Task directions: Please repeat the data below word for word, starting with its first line and stopping after the line that contains "102;138;211;193".
-----
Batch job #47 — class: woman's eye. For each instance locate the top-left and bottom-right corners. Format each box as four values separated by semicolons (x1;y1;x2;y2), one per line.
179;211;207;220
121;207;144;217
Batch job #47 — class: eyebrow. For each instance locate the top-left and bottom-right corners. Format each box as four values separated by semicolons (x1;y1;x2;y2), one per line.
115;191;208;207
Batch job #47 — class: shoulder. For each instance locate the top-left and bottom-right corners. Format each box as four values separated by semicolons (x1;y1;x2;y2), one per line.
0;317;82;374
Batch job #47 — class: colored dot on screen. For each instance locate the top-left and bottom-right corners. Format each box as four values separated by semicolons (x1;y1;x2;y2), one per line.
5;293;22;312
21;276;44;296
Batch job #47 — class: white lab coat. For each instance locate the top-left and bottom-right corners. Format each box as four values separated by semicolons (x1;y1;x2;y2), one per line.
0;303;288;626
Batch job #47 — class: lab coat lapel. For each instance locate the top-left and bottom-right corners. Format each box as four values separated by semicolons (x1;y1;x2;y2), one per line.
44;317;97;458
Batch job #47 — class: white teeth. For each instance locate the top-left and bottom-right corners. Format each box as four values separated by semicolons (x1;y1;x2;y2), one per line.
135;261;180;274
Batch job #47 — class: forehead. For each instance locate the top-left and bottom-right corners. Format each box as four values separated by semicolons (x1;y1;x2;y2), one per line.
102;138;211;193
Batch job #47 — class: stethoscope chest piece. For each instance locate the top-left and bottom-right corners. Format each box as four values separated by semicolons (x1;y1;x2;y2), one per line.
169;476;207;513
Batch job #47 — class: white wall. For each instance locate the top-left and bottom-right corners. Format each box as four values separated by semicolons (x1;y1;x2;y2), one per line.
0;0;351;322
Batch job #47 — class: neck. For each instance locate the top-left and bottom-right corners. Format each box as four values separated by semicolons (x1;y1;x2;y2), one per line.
-----
Response to this exercise:
Batch job #47 — class: woman's eye. For each instance locate the top-left and bottom-right corners. Format each box as four values separated by semicolons (x1;y1;x2;y2), one per line.
179;211;207;220
121;207;144;217
Batch job #47 — class: eyebrow. For each instance locate the top-left and bottom-right corners. Format each box as four values separated by semicolons (x1;y1;x2;y2), one per line.
115;191;208;207
Batch job #47 — class: shoulder. For each instance locate the top-left and bottom-right corners. Format each box as four values separated by semicolons (x1;y1;x2;y2), one per line.
0;317;82;374
Batch job #47 — class: colored dot on screen. For each instance locate the top-left and bottom-right corners. Format each box as four values separated by semicolons (x1;y1;x2;y2), one per line.
5;293;22;312
21;276;44;296
Batch job #47 — class: white lab coat. For each instance locate the top-left and bottom-right corners. Format each box as four values separated by semicolons (x1;y1;x2;y2), one per line.
0;303;288;626
Batch job #47 — class: lab coat lapel. For each instance locate the top-left and bottom-right corners. Format each box as four values separated by semicolons (x1;y1;x2;y2), one per line.
44;317;97;458
Batch job #47 — class: white teeth. For each instance locate the top-left and bottom-right corners. Format each box as four values separated by semicolons (x1;y1;x2;y2), one per line.
135;261;180;274
Batch job #47 — class: forehead. For each instance locate the top-left and bottom-right corners. Format each box as four values separated by semicolons (x1;y1;x2;y2), one per line.
102;138;211;193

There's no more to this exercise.